▸ Task description
Every line of the listing must be reproduced as it stands. Leave the images behind.

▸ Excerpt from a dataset
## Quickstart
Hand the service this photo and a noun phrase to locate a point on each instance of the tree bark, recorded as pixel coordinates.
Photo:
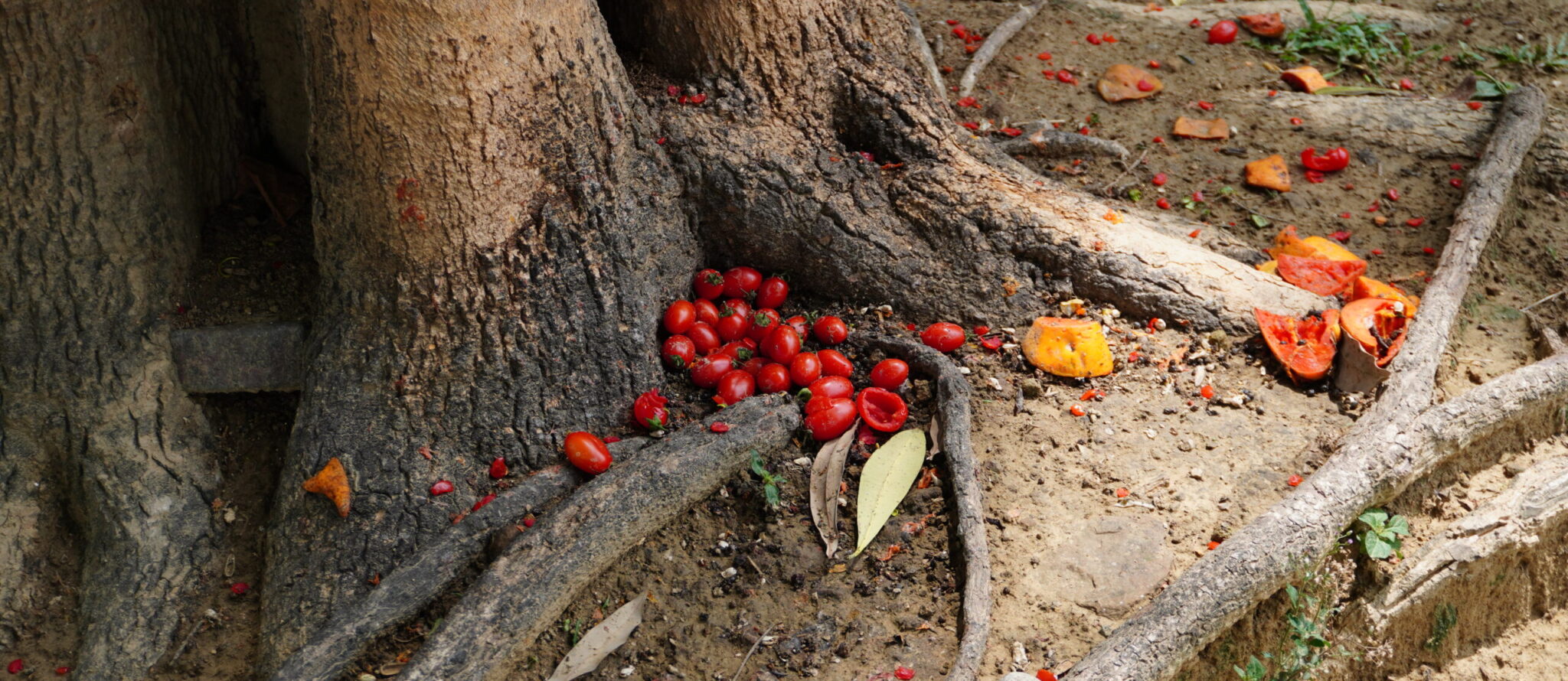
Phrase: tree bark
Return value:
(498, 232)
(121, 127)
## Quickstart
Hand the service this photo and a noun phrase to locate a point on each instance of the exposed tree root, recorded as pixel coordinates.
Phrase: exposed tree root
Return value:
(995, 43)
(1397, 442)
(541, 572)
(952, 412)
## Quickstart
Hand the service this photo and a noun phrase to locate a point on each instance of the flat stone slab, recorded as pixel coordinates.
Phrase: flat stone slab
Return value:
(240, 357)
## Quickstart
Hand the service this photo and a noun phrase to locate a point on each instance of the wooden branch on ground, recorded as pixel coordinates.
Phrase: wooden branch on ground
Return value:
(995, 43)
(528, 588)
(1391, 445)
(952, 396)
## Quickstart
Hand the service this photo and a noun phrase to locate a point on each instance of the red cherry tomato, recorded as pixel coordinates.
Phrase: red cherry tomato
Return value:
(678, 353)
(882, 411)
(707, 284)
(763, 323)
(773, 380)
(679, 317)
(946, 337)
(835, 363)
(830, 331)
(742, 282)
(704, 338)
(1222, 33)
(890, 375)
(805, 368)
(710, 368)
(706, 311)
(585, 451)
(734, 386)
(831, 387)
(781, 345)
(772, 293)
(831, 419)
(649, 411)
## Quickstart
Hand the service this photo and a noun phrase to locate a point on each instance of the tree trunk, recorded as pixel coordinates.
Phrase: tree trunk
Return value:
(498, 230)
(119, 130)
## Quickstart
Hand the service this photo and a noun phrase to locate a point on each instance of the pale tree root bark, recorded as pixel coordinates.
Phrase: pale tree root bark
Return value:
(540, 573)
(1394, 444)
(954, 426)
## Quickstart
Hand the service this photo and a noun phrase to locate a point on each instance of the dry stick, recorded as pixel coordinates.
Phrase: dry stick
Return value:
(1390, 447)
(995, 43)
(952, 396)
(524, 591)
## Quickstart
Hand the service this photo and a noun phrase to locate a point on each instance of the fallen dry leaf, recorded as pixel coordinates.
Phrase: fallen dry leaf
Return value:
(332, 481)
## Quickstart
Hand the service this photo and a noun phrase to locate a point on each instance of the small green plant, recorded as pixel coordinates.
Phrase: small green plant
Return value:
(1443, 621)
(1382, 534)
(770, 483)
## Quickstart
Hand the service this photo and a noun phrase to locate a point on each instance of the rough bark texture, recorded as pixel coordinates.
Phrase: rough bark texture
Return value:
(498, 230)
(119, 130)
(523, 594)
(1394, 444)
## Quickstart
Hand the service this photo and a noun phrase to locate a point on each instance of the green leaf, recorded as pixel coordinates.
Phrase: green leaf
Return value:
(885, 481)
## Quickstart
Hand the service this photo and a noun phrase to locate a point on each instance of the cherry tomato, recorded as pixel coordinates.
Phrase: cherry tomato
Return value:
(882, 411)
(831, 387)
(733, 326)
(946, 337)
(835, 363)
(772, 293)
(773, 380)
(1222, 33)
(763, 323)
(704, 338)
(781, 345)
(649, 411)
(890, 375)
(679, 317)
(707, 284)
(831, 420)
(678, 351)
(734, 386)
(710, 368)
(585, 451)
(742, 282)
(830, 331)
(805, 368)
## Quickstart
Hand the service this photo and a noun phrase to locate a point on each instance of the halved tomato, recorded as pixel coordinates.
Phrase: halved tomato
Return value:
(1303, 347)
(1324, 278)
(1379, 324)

▸ The reply
## Quickstart
Hand the service this photo and a noun phrase to locate a point on each instance of the tree bark, recorded as pixel coordinates.
Photo:
Phrase: tree bark
Return value:
(498, 232)
(121, 127)
## Quickstart
Hand the service this photo and a noun phrase to locate a point on each instance of the exposed tree root, recorded as pixel coordinates.
Phrase: exposed tree root
Return value:
(995, 43)
(1397, 442)
(541, 572)
(952, 412)
## Quickstart
Hand the service this photo and a noun phrase to locate a point on each instance of the flat stone slab, recorded as pixel coordinates.
Phrase: flat stone slab
Return value:
(240, 357)
## Quickstart
Hand the service this photo and a noun phrase to locate a point on each instance of the wooden branch on ground, recorded as pixel coordinates.
Phrase: wooden branch on ground
Return value:
(995, 43)
(528, 588)
(1391, 445)
(952, 396)
## Quickstart
Hand the service this photo and a noun phrase to locate a point on each instance of the red cherry tomato, recorded as pixel coordinates.
Phrase: red cherry tomato
Return value:
(678, 353)
(882, 411)
(707, 284)
(763, 323)
(773, 380)
(679, 317)
(946, 337)
(835, 363)
(830, 331)
(742, 282)
(704, 338)
(1222, 33)
(890, 375)
(805, 368)
(710, 368)
(706, 311)
(585, 451)
(734, 386)
(831, 387)
(781, 345)
(772, 293)
(831, 419)
(649, 411)
## Quickstart
Hand the service this photo and a noun phrase to locate a point on each instance of the tree trunk, recorded as pixel coordinates.
Phrase: tree trunk
Return value:
(498, 230)
(119, 130)
## Quickstart
Hand the service this photo and a noun phrase to locate a point on each instance of the pale tree root bark, recorded as pixel coordinates.
Phrase: pale tree root bark
Return value:
(540, 573)
(1394, 444)
(954, 426)
## Quickstart
Hand the service this photo and a noun phrase to locate a point on each instance of the dry stick, recorded as pixel coordinates.
Phrase: dry stick
Return value:
(1390, 447)
(995, 43)
(952, 396)
(524, 591)
## Quickstart
Hand the service this photo and a noun phrase to locate a point on each instance of the fallen dry leaf, recorded as pixel coordinates.
Phrase: fallen dry leaf
Return value:
(332, 481)
## Quickstart
Hand the service this photo and a noun phrase to locate a point on each instance of the small green plant, recorded as pixel coordinates.
Phrase: small green plant
Return value:
(1443, 621)
(1382, 534)
(770, 483)
## Quickstart
Hand the service this photo and a noun phrase to locate a point on each instance of the rough bark texture, recorded as pixel coordinates.
Phrase: rough bark texture
Return value:
(498, 230)
(119, 130)
(523, 594)
(1394, 444)
## Quickstart
Hand the service this photo and a noun phrase to locate a point on each instance of the green leaf, recorded as pixel coordinates.
Phrase: green leaf
Return value:
(885, 481)
## Quickstart
Hand the service this photo and a noun phrase to locate a point on each instance of the cherry tomato, recorded as pixel coordinates.
Phrase: cherry tomato
Return value:
(882, 411)
(831, 387)
(733, 326)
(946, 337)
(835, 363)
(772, 293)
(773, 380)
(1222, 33)
(763, 323)
(704, 338)
(781, 345)
(649, 411)
(890, 375)
(679, 317)
(707, 284)
(831, 420)
(678, 351)
(734, 386)
(710, 368)
(585, 451)
(742, 282)
(830, 331)
(805, 368)
## Quickstart
Hand the service this photo and a noun phrase to locate a point on each instance of the halved tomato, recorded as pixel coordinates.
Phrase: halved tomato
Return value:
(1303, 347)
(1324, 278)
(1379, 324)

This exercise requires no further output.